Coordinate annotation records
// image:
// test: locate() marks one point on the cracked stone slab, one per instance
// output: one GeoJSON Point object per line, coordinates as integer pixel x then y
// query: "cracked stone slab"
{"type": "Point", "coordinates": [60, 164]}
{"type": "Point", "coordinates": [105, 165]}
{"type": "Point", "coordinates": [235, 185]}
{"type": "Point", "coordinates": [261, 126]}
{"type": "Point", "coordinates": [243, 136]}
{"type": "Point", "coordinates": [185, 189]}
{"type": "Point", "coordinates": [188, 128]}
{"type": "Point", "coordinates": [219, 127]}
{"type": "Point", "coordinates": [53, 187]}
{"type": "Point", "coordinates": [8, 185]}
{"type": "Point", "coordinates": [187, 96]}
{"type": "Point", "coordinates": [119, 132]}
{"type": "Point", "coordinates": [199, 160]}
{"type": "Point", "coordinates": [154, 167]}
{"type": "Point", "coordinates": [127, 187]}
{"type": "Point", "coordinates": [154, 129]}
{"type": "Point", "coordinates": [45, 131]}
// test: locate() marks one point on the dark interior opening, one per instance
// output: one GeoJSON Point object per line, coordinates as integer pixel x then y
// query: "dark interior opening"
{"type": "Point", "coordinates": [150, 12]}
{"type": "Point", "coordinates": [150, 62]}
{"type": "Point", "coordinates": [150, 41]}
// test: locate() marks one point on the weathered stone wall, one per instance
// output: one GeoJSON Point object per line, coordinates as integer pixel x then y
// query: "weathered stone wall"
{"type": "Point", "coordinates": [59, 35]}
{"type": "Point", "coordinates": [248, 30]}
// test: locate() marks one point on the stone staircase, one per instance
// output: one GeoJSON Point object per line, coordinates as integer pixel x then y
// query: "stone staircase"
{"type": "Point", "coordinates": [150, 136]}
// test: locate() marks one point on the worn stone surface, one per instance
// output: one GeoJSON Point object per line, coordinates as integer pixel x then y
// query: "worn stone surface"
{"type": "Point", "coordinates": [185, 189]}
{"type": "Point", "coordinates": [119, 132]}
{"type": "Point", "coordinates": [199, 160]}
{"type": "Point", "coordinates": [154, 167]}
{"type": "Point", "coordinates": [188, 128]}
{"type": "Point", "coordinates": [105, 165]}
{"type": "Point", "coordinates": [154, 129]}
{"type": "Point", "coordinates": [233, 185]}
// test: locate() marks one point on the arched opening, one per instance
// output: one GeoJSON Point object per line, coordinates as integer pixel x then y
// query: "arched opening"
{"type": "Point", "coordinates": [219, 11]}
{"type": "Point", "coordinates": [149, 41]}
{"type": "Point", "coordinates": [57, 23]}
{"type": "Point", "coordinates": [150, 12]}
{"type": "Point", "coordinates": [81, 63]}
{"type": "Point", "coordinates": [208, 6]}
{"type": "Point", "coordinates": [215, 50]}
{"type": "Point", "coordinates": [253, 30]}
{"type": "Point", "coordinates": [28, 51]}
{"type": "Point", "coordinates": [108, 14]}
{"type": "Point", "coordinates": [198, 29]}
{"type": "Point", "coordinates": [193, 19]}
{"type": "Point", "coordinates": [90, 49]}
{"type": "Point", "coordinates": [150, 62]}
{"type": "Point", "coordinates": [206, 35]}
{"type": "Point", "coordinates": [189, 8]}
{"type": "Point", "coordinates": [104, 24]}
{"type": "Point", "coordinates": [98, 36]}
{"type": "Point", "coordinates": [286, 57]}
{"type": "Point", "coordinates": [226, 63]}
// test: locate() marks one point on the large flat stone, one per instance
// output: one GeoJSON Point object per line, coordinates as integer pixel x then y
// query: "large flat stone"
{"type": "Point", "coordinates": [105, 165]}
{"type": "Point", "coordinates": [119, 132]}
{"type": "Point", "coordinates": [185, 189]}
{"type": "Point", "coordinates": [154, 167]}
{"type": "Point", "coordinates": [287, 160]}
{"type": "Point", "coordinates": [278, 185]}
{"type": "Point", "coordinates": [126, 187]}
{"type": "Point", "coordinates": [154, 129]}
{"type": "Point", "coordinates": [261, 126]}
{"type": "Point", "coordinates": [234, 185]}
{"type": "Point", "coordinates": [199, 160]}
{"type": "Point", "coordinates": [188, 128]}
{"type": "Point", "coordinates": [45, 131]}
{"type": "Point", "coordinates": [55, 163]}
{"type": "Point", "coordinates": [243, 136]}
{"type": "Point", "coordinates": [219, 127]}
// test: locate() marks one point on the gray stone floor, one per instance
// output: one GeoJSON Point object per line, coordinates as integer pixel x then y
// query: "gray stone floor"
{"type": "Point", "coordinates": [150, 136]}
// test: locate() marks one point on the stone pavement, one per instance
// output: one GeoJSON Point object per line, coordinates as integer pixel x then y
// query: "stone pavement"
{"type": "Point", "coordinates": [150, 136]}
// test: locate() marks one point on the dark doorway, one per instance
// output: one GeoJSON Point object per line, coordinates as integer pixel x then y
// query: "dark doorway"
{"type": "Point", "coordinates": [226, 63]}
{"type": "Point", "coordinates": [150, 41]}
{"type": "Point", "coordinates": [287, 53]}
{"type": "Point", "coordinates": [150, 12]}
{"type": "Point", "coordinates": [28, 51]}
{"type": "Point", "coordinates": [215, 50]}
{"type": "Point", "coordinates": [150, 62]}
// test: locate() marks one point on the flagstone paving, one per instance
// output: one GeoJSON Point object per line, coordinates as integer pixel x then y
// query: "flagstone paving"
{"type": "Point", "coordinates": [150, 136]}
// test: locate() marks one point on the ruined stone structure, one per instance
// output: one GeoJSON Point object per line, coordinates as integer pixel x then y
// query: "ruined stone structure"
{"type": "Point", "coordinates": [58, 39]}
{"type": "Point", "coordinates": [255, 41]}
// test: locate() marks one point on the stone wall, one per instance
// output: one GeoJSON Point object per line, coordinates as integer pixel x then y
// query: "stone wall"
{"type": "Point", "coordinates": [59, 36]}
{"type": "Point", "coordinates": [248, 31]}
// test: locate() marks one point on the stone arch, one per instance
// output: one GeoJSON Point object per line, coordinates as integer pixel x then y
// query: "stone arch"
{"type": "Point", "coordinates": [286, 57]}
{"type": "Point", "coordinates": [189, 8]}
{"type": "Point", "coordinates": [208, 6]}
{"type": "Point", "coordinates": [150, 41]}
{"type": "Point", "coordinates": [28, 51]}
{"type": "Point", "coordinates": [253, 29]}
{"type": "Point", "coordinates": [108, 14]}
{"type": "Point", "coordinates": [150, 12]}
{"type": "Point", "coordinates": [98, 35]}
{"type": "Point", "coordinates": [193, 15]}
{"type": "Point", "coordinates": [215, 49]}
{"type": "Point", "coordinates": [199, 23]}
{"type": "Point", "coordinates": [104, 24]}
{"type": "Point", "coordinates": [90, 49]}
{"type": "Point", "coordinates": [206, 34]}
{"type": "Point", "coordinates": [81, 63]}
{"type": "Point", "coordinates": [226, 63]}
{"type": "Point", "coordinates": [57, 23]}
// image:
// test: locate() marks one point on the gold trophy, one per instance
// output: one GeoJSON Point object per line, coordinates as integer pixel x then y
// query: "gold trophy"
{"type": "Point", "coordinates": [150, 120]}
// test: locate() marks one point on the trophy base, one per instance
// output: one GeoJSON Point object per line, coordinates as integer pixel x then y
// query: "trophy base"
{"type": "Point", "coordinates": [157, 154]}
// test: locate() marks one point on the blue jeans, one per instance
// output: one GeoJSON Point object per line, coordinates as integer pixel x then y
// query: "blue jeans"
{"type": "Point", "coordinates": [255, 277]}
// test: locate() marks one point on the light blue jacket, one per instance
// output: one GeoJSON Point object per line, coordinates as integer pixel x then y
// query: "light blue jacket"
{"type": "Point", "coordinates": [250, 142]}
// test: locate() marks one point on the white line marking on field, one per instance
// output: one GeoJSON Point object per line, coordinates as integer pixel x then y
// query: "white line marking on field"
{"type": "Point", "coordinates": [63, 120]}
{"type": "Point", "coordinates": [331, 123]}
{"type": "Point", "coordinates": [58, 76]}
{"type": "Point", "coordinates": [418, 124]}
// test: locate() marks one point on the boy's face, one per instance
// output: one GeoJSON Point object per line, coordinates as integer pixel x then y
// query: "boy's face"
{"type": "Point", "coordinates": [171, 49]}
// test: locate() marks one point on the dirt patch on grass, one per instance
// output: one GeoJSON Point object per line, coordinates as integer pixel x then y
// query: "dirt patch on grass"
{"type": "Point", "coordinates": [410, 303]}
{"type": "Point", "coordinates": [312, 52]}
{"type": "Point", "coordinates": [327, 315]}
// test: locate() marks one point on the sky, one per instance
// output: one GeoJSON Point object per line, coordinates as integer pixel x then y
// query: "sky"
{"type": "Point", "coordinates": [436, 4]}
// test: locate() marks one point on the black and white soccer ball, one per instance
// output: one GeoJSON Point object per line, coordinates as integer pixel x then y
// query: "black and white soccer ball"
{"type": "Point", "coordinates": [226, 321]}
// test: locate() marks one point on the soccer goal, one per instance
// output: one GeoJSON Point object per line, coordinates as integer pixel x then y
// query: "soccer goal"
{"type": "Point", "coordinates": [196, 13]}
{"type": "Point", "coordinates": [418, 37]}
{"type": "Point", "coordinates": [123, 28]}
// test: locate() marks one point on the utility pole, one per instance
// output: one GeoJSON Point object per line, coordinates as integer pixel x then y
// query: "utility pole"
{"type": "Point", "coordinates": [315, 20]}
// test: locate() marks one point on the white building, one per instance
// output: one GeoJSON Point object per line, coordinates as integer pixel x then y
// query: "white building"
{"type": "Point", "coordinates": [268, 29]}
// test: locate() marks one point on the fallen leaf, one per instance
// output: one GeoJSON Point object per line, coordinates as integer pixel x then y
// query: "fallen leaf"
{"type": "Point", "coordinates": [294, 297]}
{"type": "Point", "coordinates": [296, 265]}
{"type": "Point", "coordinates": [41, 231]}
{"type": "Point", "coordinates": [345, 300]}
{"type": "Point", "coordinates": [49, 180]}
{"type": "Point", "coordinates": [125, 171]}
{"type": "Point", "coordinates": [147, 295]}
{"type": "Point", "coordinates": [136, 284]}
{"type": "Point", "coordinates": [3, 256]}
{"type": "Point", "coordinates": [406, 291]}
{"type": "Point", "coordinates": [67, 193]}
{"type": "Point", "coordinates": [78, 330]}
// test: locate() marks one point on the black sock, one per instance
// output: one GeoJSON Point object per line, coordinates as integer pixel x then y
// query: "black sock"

*Work to complete*. Make an exact copy of every line from the one with "sky, one per instance" to the end of the data, with the first and last of those lines included.

*Full response*.
// test: locate() marks one point on the sky, one per instance
// output: one GeoJSON Point object per line, coordinates as integer pixel x then y
// query: "sky"
{"type": "Point", "coordinates": [436, 4]}
// test: locate() marks one point on the black and white soccer ball, one per instance
// output: one GeoJSON Point object per line, coordinates as integer pixel x then y
// query: "black and white soccer ball"
{"type": "Point", "coordinates": [226, 321]}
// test: locate() marks one point on the soccer goal, one per instance
// output: one GeoJSON Point object per line, coordinates as integer pixel x then y
// query: "soccer goal"
{"type": "Point", "coordinates": [196, 13]}
{"type": "Point", "coordinates": [418, 37]}
{"type": "Point", "coordinates": [123, 28]}
// test: locate() marks one point on the utility pole, one per instance
// output: one GeoJSON Point object per line, coordinates as integer pixel x then y
// query: "utility pole"
{"type": "Point", "coordinates": [315, 20]}
// test: locate() marks one point on the white building, one per instance
// output: one GeoJSON Point object per line, coordinates as integer pixel x then y
// query: "white building"
{"type": "Point", "coordinates": [268, 29]}
// test: locate() marks one point on the fallen leaf, one per instance
// output: one GeoJSON Point object per line, coordinates as integer pixel x then y
// query: "fallen leaf"
{"type": "Point", "coordinates": [294, 297]}
{"type": "Point", "coordinates": [296, 265]}
{"type": "Point", "coordinates": [41, 231]}
{"type": "Point", "coordinates": [345, 300]}
{"type": "Point", "coordinates": [49, 180]}
{"type": "Point", "coordinates": [125, 171]}
{"type": "Point", "coordinates": [147, 295]}
{"type": "Point", "coordinates": [136, 284]}
{"type": "Point", "coordinates": [3, 256]}
{"type": "Point", "coordinates": [406, 291]}
{"type": "Point", "coordinates": [67, 193]}
{"type": "Point", "coordinates": [78, 330]}
// test: locate() marks one point on the black sock, one per instance
// output: one GeoJSON Point object per line, coordinates as integer pixel x then y
// query: "black sock"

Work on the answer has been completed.